Task description → From the article on Lexington's "King" Solomon, reproduce word for word the passage that begins at the words "In the early" and stops after the words "cholera in Lexington.".

Document excerpt →

--------------------

Lexington’s ‘King’ Solomon: An unlikely hero who helped during the cholera epidemic
Editor’s Note: As Lexington celebrates the 250th anniversary of its founding, the Herald-Leader and kentucky.com each day throughout 2025 will share interesting facts about our hometown. Compiled by Liz Carey, all are notable moments in the city’s history — some funny, some sad, others heartbreaking or celebratory, and some just downright strange.
An unlikely hero emerged during Lexington’s 1833 cholera epidemic — the town nuisance who stayed behind to bury those who died.
In the early days of Lexington, William “King” Solomon was known around the city as a drunk and a vagrant. He supported his drinking habit by digging cisterns, graves and cellars, and was arrested many times for public intoxication.
There are many myths and stories surrounding Solomon, but several historians agree that he was key in preventing the spread of cholera in Lexington.
In the spring of 1833, Solomon was brought up on charges of vagrancy. To punish him, he was sold into servitude for a year. Officials said that at the end of his punishment, he was to return to court.
A woman known as Aunt Charlotte, who had been brought to Lexington as a slave and freed when her owners died, won the bid for Solomon’s service, several accounts say. Charlotte had inherited property, and supported herself selling fruit and baked goods at Cheapside Market.
Accounts of what happened next vary, with some saying that Charlotte set Solomon free from his servitude. Solomon promptly got drunk, then the next day, made his way back to her home and passed out on her doorstep, the story goes.
When he woke up, the cholera epidemic had hit the city, and people in the city either had begun dying. He’d slept through the beginning of the pandemic in Lexington that ultimately claimed the lives of about 7% of the city’s residents.
All around him, people were preparing to evacuate the city, but Solomon refused to leave. While Aunt Charlotte had been preparing to go, when Solomon refused to leave, she decided to stay behind with him.
As more people succumbed to the disease, the dead started to pile up quicker than they could be buried. Solomon got out his shovel and began burying the dead. By doing so, Solomon is credited with saving the city from further spread of the disease.
A year later, when Solomon returned to court as he’d been instructed to, the judge reportedly shook his hand. Others thanked him for his heroism.
On Nov. 23, 1854, Solomon died and was buried in the Lexington Cemetery. A large tombstone was placed on Solomon’s grave in 1908, and a portrait of him hangs in the Bodley-Bullock House near Gratz Park, celebrating the actions he took during the plague that wiped out more than 500 people in a town of only 7,000.

--------------------

Data records →

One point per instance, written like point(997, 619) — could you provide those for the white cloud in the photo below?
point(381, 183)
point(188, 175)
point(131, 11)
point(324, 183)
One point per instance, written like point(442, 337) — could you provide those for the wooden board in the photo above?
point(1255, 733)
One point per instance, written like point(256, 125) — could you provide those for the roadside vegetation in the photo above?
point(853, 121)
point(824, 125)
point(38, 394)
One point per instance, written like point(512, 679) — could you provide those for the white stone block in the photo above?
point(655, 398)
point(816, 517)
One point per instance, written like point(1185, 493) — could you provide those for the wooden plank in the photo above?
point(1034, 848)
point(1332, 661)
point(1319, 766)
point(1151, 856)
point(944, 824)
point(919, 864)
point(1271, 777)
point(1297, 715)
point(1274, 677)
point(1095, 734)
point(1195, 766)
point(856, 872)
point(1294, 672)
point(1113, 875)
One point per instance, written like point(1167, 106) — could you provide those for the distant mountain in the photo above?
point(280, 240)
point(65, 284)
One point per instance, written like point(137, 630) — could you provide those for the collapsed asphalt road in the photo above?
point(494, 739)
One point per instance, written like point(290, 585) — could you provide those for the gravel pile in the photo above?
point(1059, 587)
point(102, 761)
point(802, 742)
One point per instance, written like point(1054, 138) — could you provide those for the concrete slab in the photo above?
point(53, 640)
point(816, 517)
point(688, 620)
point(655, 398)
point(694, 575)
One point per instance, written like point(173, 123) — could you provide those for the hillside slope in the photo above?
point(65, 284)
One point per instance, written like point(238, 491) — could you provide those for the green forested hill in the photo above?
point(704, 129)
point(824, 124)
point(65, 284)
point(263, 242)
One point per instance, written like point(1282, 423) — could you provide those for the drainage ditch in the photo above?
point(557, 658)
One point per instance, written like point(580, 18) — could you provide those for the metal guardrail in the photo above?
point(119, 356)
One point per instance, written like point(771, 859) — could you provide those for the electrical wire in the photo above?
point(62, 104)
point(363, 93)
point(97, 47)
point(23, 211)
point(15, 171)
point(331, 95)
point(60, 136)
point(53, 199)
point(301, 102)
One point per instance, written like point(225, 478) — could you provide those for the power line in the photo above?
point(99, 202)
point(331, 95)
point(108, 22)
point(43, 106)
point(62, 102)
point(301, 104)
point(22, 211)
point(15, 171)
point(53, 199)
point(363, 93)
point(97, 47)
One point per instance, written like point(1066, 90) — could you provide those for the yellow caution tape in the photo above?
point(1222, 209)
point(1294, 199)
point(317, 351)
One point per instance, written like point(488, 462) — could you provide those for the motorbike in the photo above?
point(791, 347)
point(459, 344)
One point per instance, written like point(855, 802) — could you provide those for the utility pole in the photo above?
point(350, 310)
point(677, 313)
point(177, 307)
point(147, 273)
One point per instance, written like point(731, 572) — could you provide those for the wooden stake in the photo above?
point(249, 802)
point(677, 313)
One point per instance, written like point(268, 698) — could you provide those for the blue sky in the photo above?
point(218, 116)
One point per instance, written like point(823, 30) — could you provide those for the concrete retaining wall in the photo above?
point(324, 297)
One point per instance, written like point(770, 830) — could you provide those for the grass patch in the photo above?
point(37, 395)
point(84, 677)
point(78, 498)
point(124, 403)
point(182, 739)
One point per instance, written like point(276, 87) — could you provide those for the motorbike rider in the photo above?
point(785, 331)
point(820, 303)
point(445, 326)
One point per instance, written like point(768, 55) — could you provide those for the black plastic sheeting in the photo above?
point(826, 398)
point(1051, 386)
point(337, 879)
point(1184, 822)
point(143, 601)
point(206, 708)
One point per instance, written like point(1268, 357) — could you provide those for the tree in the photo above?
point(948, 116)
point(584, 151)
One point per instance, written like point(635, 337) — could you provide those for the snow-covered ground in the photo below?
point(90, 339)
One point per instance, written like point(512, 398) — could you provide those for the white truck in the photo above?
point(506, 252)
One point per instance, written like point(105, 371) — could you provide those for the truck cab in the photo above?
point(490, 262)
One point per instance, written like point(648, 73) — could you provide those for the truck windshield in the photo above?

--------------------

Task result →
In the early days of Lexington, William “King” Solomon was known around the city as a drunk and a vagrant. He supported his drinking habit by digging cisterns, graves and cellars, and was arrested many times for public intoxication.
There are many myths and stories surrounding Solomon, but several historians agree that he was key in preventing the spread of cholera in Lexington.